'Ortalık cahil finansçılarla dolu, ekonomi her şeyden koptu'
Ekonominin siyasetten ve ahlaktan koparıldığını, kapitalizmin akademiyi zehirlemesiyle birlikte uzmanlaşmanın kendi içine hapsolduğunu vurgulayan Prof. Dr. Süleyman Seyfi Öğün, ortalığın cahil finansçılar tarafından istila edildiğini yazdı.

Oluşturma Tarihi: 2023-08-31 11:56:57

Güncelleme Tarihi: 2023-08-31 12:01:06

Prof. Öğün, Yeni Şafak'ta yayımlanan yazısında, dünyada mevcut siyaset ve ekonomi anlayışına ilişkin eleştirisinde dikkat çeken noktalara temas ediyor...

SİYASETİN BİRİNCİ MESELESİ

Türkiye'de uzunca bir aradan sonra ekonomi yeniden siyasetin merkezine yerleşti. Bunu bir bakıma faydalı bulduğumu söylemeliyim. Ekonomide işlerin görece iyi gittiği devirlerde siyasetin bagajı, ekonomik işbölümünün meselelerini tartışmayı bırakmış; kültürel bölünmelerin meseleleriyle dolmuştu. Bunu oturmuş olmasında daha berrak görmekteyiz. 80'ler, 90'lar ve 2000'lerin ilk on senesi aşağı yukarı ilk on senesi kültürel kimlikler mücadelesinin gündemleriyle yüklü geçti. Biz daha o zamanlarda, taşlanmayı da göze alarak bu durumun sürdürülebilir olmaktan uzak olduğunu; kültür-siyaset eşlenmesinin kültürel sorunların çözümünü sağlamayacağını, tam aksine içinden çıkılmaz hale getireceğini; postmodern entelektüel tuzaklardan uzak durulması gerektiğini uzun uzun yazmış ve anlatmıştık. Siyasetin birincil meselesinin âdemoğlunu kuşatan maddî medeniyet meseleleri olduğunu; varolduğunu hiç bir zaman reddetmediğimiz kültürel meselelerle de ancak bu dairede yüzleşilirse mânâlı bir iş yapılmış olacağını düşünmekten hiç vazgeçmedim.

ZEHİRLENEN AKADEMİ: "BEN ANLAMAM"

# Verilen alıştırma 1
Ekonomi ve siyaset üzerine metnin "Oluşturma Tarihi: 2023-08-31" ifadesinden "noktalara temas ediyor..." ifadesine kadarki bölümünü, "Tarihi" yerine "Zamanı" koyarak yeniden yazar mısınız?

# Veri kümesi kayıtları
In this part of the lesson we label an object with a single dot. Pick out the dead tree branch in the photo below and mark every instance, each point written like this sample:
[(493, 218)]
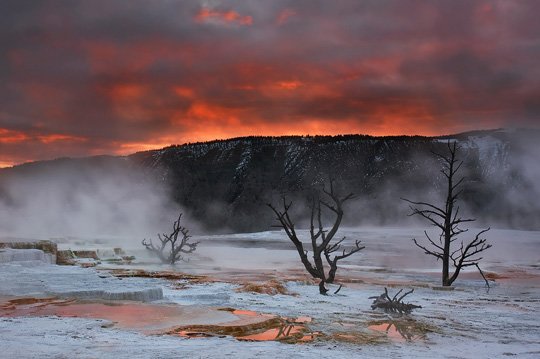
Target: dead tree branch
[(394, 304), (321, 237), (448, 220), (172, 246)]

...

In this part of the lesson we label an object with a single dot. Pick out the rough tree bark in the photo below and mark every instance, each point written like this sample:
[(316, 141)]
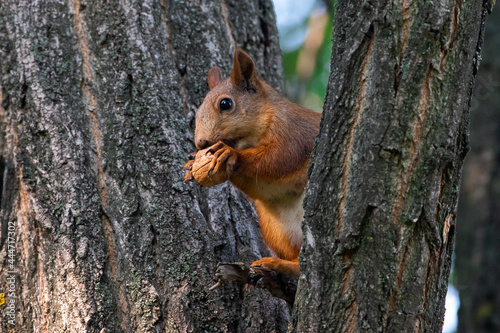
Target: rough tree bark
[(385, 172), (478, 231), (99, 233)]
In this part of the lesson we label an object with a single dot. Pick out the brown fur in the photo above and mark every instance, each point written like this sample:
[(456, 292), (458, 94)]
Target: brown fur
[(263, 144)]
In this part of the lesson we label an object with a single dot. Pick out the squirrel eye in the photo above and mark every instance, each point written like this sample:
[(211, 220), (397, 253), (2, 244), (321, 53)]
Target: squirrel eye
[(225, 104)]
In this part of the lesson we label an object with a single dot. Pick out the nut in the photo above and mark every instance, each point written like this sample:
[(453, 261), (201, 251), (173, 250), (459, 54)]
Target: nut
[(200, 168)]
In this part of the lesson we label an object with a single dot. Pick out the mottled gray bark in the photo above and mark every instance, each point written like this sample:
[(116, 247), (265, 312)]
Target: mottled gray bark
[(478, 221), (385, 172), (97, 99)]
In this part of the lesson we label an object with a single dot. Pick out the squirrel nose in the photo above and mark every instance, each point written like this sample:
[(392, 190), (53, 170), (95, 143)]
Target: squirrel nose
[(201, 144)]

...

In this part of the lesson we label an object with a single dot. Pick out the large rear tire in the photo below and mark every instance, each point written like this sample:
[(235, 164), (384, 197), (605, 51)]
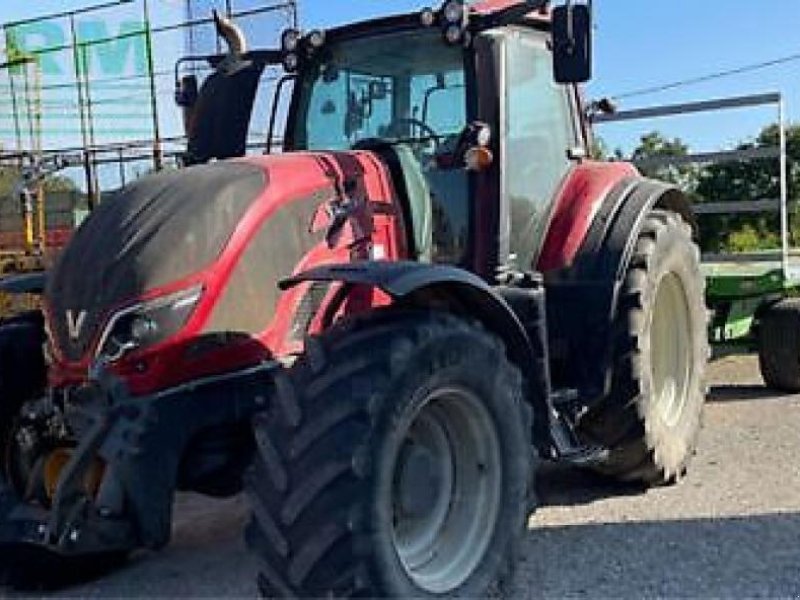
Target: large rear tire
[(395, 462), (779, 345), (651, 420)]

# Verilen alıştırma 2
Kayıtlarda "large" kelimesini içeren kaç satır var? Yalnızca sayıyı yazın.

# Tam çıktı 1
Oluşturma Zamanı: 2023-08-31 11:56:57

Güncelleme Zamanı: 2023-08-31 12:01:06

Prof. Öğün, Yeni Şafak'ta yayımlanan yazısında, dünyada mevcut siyaset ve ekonomi anlayışına ilişkin eleştirisinde dikkat çeken noktalara temas ediyor...

# Tam çıktı 2
2